| TRAVAIL DEMANDÉ |
Extrayez l'intégralité des lignes du listing ci-dessous et reproduisez-les à l'identique, sans en modifier un seul caractère.
★ ★ ★ ★
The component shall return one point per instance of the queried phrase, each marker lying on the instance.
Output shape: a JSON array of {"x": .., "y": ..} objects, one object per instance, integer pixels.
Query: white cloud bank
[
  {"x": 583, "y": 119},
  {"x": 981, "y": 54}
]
★ ★ ★ ★
| RÉPONSE ATTENDUE |
The component shall return one point per instance of the queried phrase, each marker lying on the instance.
Output shape: a JSON array of {"x": .., "y": ..} objects, one object per instance, integer pixels.
Query: white cloud bank
[
  {"x": 583, "y": 119},
  {"x": 981, "y": 54}
]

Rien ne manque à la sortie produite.